• [Problem statement]
Copy each row below word for word, keeping the same order.
** BEGIN Given records **
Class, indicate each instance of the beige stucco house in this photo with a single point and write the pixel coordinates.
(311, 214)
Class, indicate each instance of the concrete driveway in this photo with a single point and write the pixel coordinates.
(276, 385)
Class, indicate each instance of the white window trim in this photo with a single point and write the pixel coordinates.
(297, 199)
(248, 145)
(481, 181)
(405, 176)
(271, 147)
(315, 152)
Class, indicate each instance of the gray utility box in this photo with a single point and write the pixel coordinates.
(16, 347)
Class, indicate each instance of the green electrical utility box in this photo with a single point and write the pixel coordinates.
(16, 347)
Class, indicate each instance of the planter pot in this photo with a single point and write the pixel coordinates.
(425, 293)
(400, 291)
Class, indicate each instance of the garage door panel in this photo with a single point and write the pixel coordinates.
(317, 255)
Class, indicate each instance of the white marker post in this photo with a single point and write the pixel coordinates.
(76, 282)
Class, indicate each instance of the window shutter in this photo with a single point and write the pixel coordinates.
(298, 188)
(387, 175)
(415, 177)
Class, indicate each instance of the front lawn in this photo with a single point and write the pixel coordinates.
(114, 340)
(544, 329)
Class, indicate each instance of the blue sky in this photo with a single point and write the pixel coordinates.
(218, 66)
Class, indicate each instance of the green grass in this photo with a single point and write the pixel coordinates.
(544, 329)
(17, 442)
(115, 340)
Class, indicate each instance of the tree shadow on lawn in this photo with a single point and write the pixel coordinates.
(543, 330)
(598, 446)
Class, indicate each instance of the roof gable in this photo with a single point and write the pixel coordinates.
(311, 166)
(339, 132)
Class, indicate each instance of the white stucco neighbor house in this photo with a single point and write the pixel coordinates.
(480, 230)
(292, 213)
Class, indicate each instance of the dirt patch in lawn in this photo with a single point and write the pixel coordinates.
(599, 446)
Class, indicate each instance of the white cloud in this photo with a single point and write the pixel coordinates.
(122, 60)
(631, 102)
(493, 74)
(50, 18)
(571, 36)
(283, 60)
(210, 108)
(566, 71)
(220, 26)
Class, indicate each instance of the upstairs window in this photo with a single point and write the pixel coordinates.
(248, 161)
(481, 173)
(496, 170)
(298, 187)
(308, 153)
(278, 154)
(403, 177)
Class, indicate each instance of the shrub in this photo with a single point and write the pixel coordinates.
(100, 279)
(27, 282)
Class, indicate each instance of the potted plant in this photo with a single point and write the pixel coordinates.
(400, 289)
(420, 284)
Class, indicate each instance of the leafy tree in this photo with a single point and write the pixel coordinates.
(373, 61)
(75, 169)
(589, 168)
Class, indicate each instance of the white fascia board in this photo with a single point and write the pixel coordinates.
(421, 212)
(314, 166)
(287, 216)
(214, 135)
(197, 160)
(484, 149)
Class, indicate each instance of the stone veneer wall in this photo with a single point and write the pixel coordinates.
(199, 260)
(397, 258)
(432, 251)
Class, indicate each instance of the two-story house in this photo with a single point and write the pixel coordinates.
** END Given records **
• [Answer for the task]
Class, indicate each instance of the beige stucco house in this photo with a single point and write the pixel coordinates.
(311, 214)
Class, indicate each instance of the concrete driveway in this photo with a single point and write the pixel coordinates.
(276, 385)
Class, indicate each instance of the white window trim in this photo with a single point and write the pixel coordinates.
(297, 199)
(248, 145)
(481, 181)
(405, 176)
(271, 147)
(315, 152)
Class, indicate each instance of the gray utility box in this photo with a single point and write the pixel coordinates.
(16, 347)
Class, indicate each instance of the green electrical utility box in this photo with a single point and write the pixel coordinates.
(16, 347)
Class, indicate each instance of the planter pot in this photo with a single point and write the pixel coordinates.
(425, 293)
(400, 291)
Class, indicate each instance of the garage door panel in this photo with a single point and write the pixel coordinates.
(317, 255)
Class, indicate each instance of the white marker post in this photo with a single point and write the pixel coordinates.
(76, 282)
Class, indicate each instance of the window shutter in this photo with a single point and write the pixel coordinates.
(298, 188)
(387, 175)
(415, 177)
Class, indicate each instance of the front lawn in this photo with a single point and write the pixel coordinates.
(114, 340)
(544, 329)
Class, indicate each instance of the blue sky in this photo with a single point and write the pixel coordinates.
(218, 66)
Class, indicate each instance of the green grass in this photo with a single point and write the pixel coordinates.
(544, 329)
(17, 442)
(115, 340)
Class, indicate each instance of the tree shadow on lawn in this photo with a single point and write the pixel coordinates.
(543, 330)
(598, 446)
Class, indicate each instance of the roof gable in this photo with a single point and write the pixel coordinates.
(311, 166)
(339, 132)
Class, indicate each instance of the white stucco neighbor house in this photo with a single point and write the pixel coordinates.
(480, 230)
(292, 213)
Class, indicate each instance of the dirt patch in lawn in this photo with a single point and write the pixel coordinates.
(599, 446)
Class, indicate each instance of the white cloud in this photo with a single point and write the pixel coordinates.
(122, 60)
(631, 102)
(493, 74)
(50, 18)
(571, 36)
(283, 60)
(210, 108)
(566, 71)
(220, 26)
Class, indicate each instance of the upstairs window in this photo with a single point and write the pixel coordinates.
(248, 161)
(481, 173)
(496, 170)
(298, 187)
(308, 153)
(278, 154)
(403, 177)
Class, indicate each instance of the shrub in this photo with a single point and write the pixel coordinates.
(100, 279)
(27, 282)
Class, indicate each instance of the potted plant in this photo with a single point and write the pixel coordinates.
(400, 289)
(420, 284)
Class, indicate each instance of the leafy tree in this photo with a single point and write the pixel coordinates.
(373, 61)
(75, 169)
(589, 168)
Class, indicate each instance of the white fascia board in this photo with a single point and write the pixel coordinates.
(421, 212)
(314, 166)
(287, 216)
(214, 135)
(197, 160)
(484, 149)
Class, indicate each instance of the stone veneer wall in this photo with a single point and write the pixel coordinates.
(199, 260)
(397, 258)
(432, 251)
Class, indicate each instance of the two-story house in this photo with a single point and write the pixel coordinates.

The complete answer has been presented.